« Les politiques de préservation de la biodiversité ont une efficacité significative » (Pierre Boissery, Agence de l'eau)

A la fois puits d'absorption de carbone et havre de biodiversité, le monde marin impacte directement notre vie sur terre. Il est aussi au cœur des problématiques environnementales. Réchauffement climatique d'une part, avec une hausse des températures particulièrement marquée en Méditerranée. Et érosion de la biodiversité d'autre part, du fait de ce réchauffement mais aussi, beaucoup, à la pression exercée par l'Homme sur les écosystèmes. Mais bonne nouvelle : lorsqu'on parvient à restreindre cette pression, les résultats sont significatifs. Et la mer reprend ses droits.
(Crédits : Albert kok)

La lutte contre le réchauffement climatique peut être frustrante. Difficile de savoir si nos actions porteront leurs fruits. Il faut ainsi attendre des décennies pour qu'une baisse des émissions de gaz à effet de serre ait un impact palpable sur la température mondiale. A l'inverse, en matière de biodiversité, les gratifications sont plus communes. Le vivant déteste le vide et reprend volontiers ses droits si tant est qu'on le laisse tranquille. Cela vaut pour la terre tout autant que pour la mer.

« Les politiques de préservation de la biodiversité en mer ont une efficacité significative », affirme Pierre Boissery, expert de la mer au sein de l'Agence de l'eau Rhône-Méditerranée-Corse. Et de prendre l'exemple de l'herbier de Posidonie.

*DONNÉES FOURNIES*:
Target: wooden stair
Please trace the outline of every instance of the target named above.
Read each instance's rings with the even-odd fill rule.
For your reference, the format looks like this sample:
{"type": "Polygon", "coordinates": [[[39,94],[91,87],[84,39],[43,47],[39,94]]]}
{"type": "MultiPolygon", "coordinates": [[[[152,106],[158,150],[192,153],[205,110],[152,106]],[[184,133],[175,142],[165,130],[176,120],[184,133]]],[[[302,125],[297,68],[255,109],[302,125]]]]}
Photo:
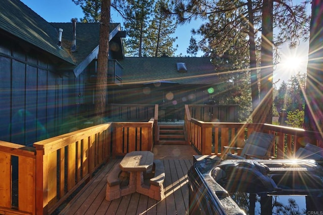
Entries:
{"type": "Polygon", "coordinates": [[[157,144],[186,144],[183,125],[159,125],[157,126],[157,144]]]}

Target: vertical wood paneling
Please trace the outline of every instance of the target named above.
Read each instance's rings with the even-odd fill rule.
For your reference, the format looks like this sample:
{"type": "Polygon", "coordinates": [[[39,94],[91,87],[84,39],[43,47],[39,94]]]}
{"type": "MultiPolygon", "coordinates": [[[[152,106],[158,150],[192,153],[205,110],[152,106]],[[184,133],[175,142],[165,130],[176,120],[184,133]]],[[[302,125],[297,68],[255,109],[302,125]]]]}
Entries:
{"type": "MultiPolygon", "coordinates": [[[[140,129],[139,130],[140,131],[140,129]]],[[[146,127],[141,128],[141,132],[140,134],[140,136],[141,136],[141,142],[140,145],[141,145],[141,150],[142,151],[149,151],[149,149],[148,147],[148,137],[149,136],[148,135],[149,129],[146,127]]],[[[138,141],[138,142],[140,142],[138,141]]]]}
{"type": "MultiPolygon", "coordinates": [[[[37,118],[43,125],[45,125],[47,117],[47,71],[38,69],[37,91],[37,118]]],[[[48,87],[51,87],[48,86],[48,87]]],[[[49,105],[52,104],[49,104],[49,105]]],[[[52,113],[51,114],[52,114],[52,113]]],[[[39,128],[40,129],[40,128],[39,128]]]]}
{"type": "Polygon", "coordinates": [[[94,169],[95,158],[95,135],[93,134],[90,136],[89,144],[89,173],[90,175],[92,174],[92,171],[94,169]]]}
{"type": "Polygon", "coordinates": [[[221,151],[224,151],[224,146],[227,146],[229,143],[229,128],[221,128],[221,151]]]}
{"type": "MultiPolygon", "coordinates": [[[[6,51],[4,47],[2,51],[6,51]]],[[[8,51],[9,50],[8,50],[8,51]]],[[[9,125],[11,122],[11,60],[0,56],[0,139],[9,141],[9,125]]]]}
{"type": "Polygon", "coordinates": [[[81,140],[76,142],[76,181],[77,182],[81,180],[81,140]]]}
{"type": "Polygon", "coordinates": [[[99,133],[99,154],[98,154],[98,160],[99,163],[101,162],[103,159],[103,143],[104,141],[104,131],[101,131],[99,133]]]}
{"type": "Polygon", "coordinates": [[[118,154],[122,153],[123,152],[123,145],[122,145],[122,139],[123,139],[123,128],[117,127],[115,129],[116,133],[116,138],[114,140],[115,142],[116,145],[116,151],[115,154],[118,154]]]}
{"type": "Polygon", "coordinates": [[[25,66],[12,61],[11,142],[25,144],[25,66]],[[21,110],[19,111],[19,110],[21,110]]]}
{"type": "Polygon", "coordinates": [[[86,138],[84,139],[82,143],[83,145],[82,177],[84,178],[89,173],[89,138],[86,138]]]}
{"type": "Polygon", "coordinates": [[[19,157],[18,208],[32,212],[35,196],[35,165],[33,158],[19,157]]]}
{"type": "Polygon", "coordinates": [[[48,205],[50,207],[56,203],[57,197],[57,152],[55,151],[47,156],[48,205]]]}
{"type": "MultiPolygon", "coordinates": [[[[55,88],[56,81],[53,73],[48,73],[48,87],[47,91],[47,111],[46,111],[46,128],[47,132],[51,137],[59,134],[60,127],[58,126],[56,117],[57,113],[55,110],[55,88]]],[[[40,87],[39,86],[38,87],[40,87]]],[[[43,88],[43,87],[42,87],[43,88]]]]}
{"type": "Polygon", "coordinates": [[[65,193],[65,147],[60,151],[60,198],[65,193]]]}
{"type": "MultiPolygon", "coordinates": [[[[136,128],[130,127],[129,128],[129,151],[128,152],[130,152],[133,151],[138,150],[138,148],[136,147],[137,142],[140,142],[137,141],[136,139],[136,128]]],[[[140,136],[139,135],[138,135],[140,136]]]]}
{"type": "Polygon", "coordinates": [[[75,185],[76,143],[68,146],[67,189],[70,190],[75,185]]]}
{"type": "Polygon", "coordinates": [[[0,206],[11,208],[11,156],[0,152],[0,206]]]}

*OBJECTIF DE TÂCHE*: Recopiez intégralement, à l'identique, l'extrait sur la préservation de la biodiversité marine figurant plus haut.

*RÉSULTAT OBTENU*:
« Les politiques de préservation de la biodiversité ont une efficacité significative » (Pierre Boissery, Agence de l'eau)

A la fois puits d'absorption de carbone et havre de biodiversité, le monde marin impacte directement notre vie sur terre. Il est aussi au cœur des problématiques environnementales. Réchauffement climatique d'une part, avec une hausse des températures particulièrement marquée en Méditerranée. Et érosion de la biodiversité d'autre part, du fait de ce réchauffement mais aussi, beaucoup, à la pression exercée par l'Homme sur les écosystèmes. Mais bonne nouvelle : lorsqu'on parvient à restreindre cette pression, les résultats sont significatifs. Et la mer reprend ses droits.
(Crédits : Albert kok)

La lutte contre le réchauffement climatique peut être frustrante. Difficile de savoir si nos actions porteront leurs fruits. Il faut ainsi attendre des décennies pour qu'une baisse des émissions de gaz à effet de serre ait un impact palpable sur la température mondiale. A l'inverse, en matière de biodiversité, les gratifications sont plus communes. Le vivant déteste le vide et reprend volontiers ses droits si tant est qu'on le laisse tranquille. Cela vaut pour la terre tout autant que pour la mer.

« Les politiques de préservation de la biodiversité en mer ont une efficacité significative », affirme Pierre Boissery, expert de la mer au sein de l'Agence de l'eau Rhône-Méditerranée-Corse. Et de prendre l'exemple de l'herbier de Posidonie.